**PAGE EXTRACT**
Sunday, February 27, 2011

Surprise: crime in Canada is surprisingly high

In my article in Saturday's Globe, I looked at crime stats. Crime is falling, right?
Yeah, well, about that.... somehow, nobody seems to have noticed that Canada's violent crime rate is 4X what it was in early 1960s.
And Winnipeg has a higher murder rate than Minneapolis. Or Boston. Or NY.
And Vancouver's murder rate is the same as Seattle, and higher than Portland.

I'm surprised. You're surprised. We should all be surprised, given that the main argument against the Tory get-tough-on-crime bills has not been "get-tough-on-crime won't fix this problem" -- a plausible argument, and one I'm partly (maybe even mostly) in agreement with -- but rather "crime problem? What crime problem?"

Link to my Globe story here, or read it below:


It wasn't long after Shawn Beauchamp was released from prison, having served a 40-month term for breaking and entering, assault and robbery, that he was shot to death in Winnipeg's North End. Mr. Beauchamp, 26, was a former gang member apparently trying to go straight. “He wanted to quit the gang,” his cousin told the CBC. “But the only way you get out of the gang is in a box.”
Mr. Beauchamp was Winnipeg's first homicide victim of 2009. That year, Manitoba's capital would go on to claim the title as Canada's deadliest big city, with a record 32 homicides in the urban area and its suburbs. It also took the crown in 2008, and though the rate dropped last year, the city is already on track to eclipse its previous record: Six people have been killed so far in 2011.

**DATA LINES**
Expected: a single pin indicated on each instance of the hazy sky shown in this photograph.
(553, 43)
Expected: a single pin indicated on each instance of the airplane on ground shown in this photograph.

**DIRECTIONS**
**a.** Put this sentence from the post on Canadian crime into French: "And Vancouver's murder rate is the same as Seattle, and higher than Portland."
**b.** Reproduce the part of the post on Canadian crime between "Sunday, February 27, 2011" and "is falling, right?", inclusive.

**ANSWERS GIVEN**
**a.** Et le taux d'homicides de Vancouver est le même que celui de Seattle, et plus élevé que celui de Portland.

**b.**
Sunday, February 27, 2011

Surprise: crime in Canada is surprisingly high

In my article in Saturday's Globe, I looked at crime stats. Crime is falling, right?